Begin

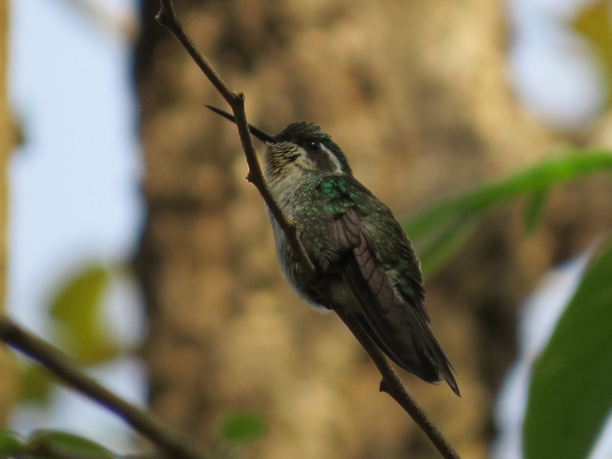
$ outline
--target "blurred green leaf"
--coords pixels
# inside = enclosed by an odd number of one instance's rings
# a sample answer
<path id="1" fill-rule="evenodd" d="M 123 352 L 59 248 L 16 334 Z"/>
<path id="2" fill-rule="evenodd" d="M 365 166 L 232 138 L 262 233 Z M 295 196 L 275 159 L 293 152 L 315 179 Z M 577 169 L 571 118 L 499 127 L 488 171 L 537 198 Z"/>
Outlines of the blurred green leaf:
<path id="1" fill-rule="evenodd" d="M 527 459 L 588 457 L 612 409 L 612 238 L 587 268 L 533 367 Z"/>
<path id="2" fill-rule="evenodd" d="M 603 66 L 608 84 L 608 104 L 612 100 L 612 14 L 608 0 L 591 4 L 578 15 L 573 29 L 586 39 Z"/>
<path id="3" fill-rule="evenodd" d="M 10 430 L 0 430 L 0 457 L 7 457 L 21 447 L 20 436 Z"/>
<path id="4" fill-rule="evenodd" d="M 37 430 L 30 436 L 28 446 L 39 453 L 45 452 L 53 457 L 116 459 L 114 454 L 95 442 L 73 433 L 58 430 Z"/>
<path id="5" fill-rule="evenodd" d="M 82 365 L 106 362 L 120 352 L 100 313 L 109 280 L 104 266 L 86 266 L 68 279 L 51 301 L 50 312 L 60 329 L 61 346 Z"/>
<path id="6" fill-rule="evenodd" d="M 46 404 L 51 398 L 53 388 L 48 371 L 37 364 L 28 364 L 22 371 L 20 381 L 20 399 Z"/>
<path id="7" fill-rule="evenodd" d="M 248 443 L 264 436 L 267 424 L 260 413 L 233 411 L 221 416 L 217 428 L 219 437 L 226 442 Z"/>
<path id="8" fill-rule="evenodd" d="M 548 190 L 546 189 L 536 192 L 528 198 L 525 206 L 525 233 L 528 235 L 532 234 L 536 229 L 548 196 Z"/>
<path id="9" fill-rule="evenodd" d="M 455 253 L 487 211 L 522 196 L 537 196 L 553 185 L 610 171 L 612 152 L 608 151 L 571 152 L 434 205 L 409 220 L 404 229 L 419 253 L 424 273 L 428 275 Z M 529 212 L 535 215 L 536 211 L 537 206 Z"/>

End

• _EXERCISE_:
Please repeat the entries exactly. Do not include the pictures.

• _THE RESPONSE_:
$ outline
--target "blurred green leaf"
--coords pixels
# inside = enclosed by an odd number of one instance's rings
# a sample answer
<path id="1" fill-rule="evenodd" d="M 123 352 L 59 248 L 16 334 Z"/>
<path id="2" fill-rule="evenodd" d="M 365 166 L 232 138 L 262 233 Z M 295 196 L 275 159 L 293 152 L 315 179 Z M 577 169 L 571 118 L 499 127 L 488 171 L 537 198 Z"/>
Outlines of the blurred green leaf:
<path id="1" fill-rule="evenodd" d="M 527 459 L 588 457 L 612 409 L 612 238 L 587 268 L 533 367 Z"/>
<path id="2" fill-rule="evenodd" d="M 603 66 L 608 84 L 608 104 L 612 100 L 612 14 L 608 0 L 591 4 L 578 15 L 573 29 L 586 39 Z"/>
<path id="3" fill-rule="evenodd" d="M 10 430 L 0 430 L 0 457 L 7 457 L 21 447 L 20 436 Z"/>
<path id="4" fill-rule="evenodd" d="M 37 430 L 30 436 L 28 446 L 39 453 L 45 452 L 53 457 L 116 459 L 114 454 L 95 442 L 73 433 L 58 430 Z"/>
<path id="5" fill-rule="evenodd" d="M 82 365 L 106 362 L 120 352 L 100 313 L 109 280 L 104 266 L 86 266 L 68 279 L 51 301 L 50 312 L 60 329 L 61 346 Z"/>
<path id="6" fill-rule="evenodd" d="M 46 404 L 51 398 L 53 388 L 48 371 L 37 364 L 28 364 L 22 371 L 20 381 L 20 399 Z"/>
<path id="7" fill-rule="evenodd" d="M 248 443 L 264 436 L 267 424 L 260 413 L 233 411 L 221 416 L 217 428 L 219 437 L 226 442 Z"/>
<path id="8" fill-rule="evenodd" d="M 548 190 L 546 189 L 536 192 L 528 198 L 525 206 L 525 233 L 528 235 L 532 234 L 536 229 L 548 196 Z"/>
<path id="9" fill-rule="evenodd" d="M 455 253 L 487 211 L 522 196 L 537 196 L 553 185 L 610 171 L 612 152 L 608 151 L 571 152 L 434 205 L 409 220 L 404 229 L 419 253 L 424 273 L 428 275 Z M 529 212 L 535 215 L 536 211 L 537 206 Z"/>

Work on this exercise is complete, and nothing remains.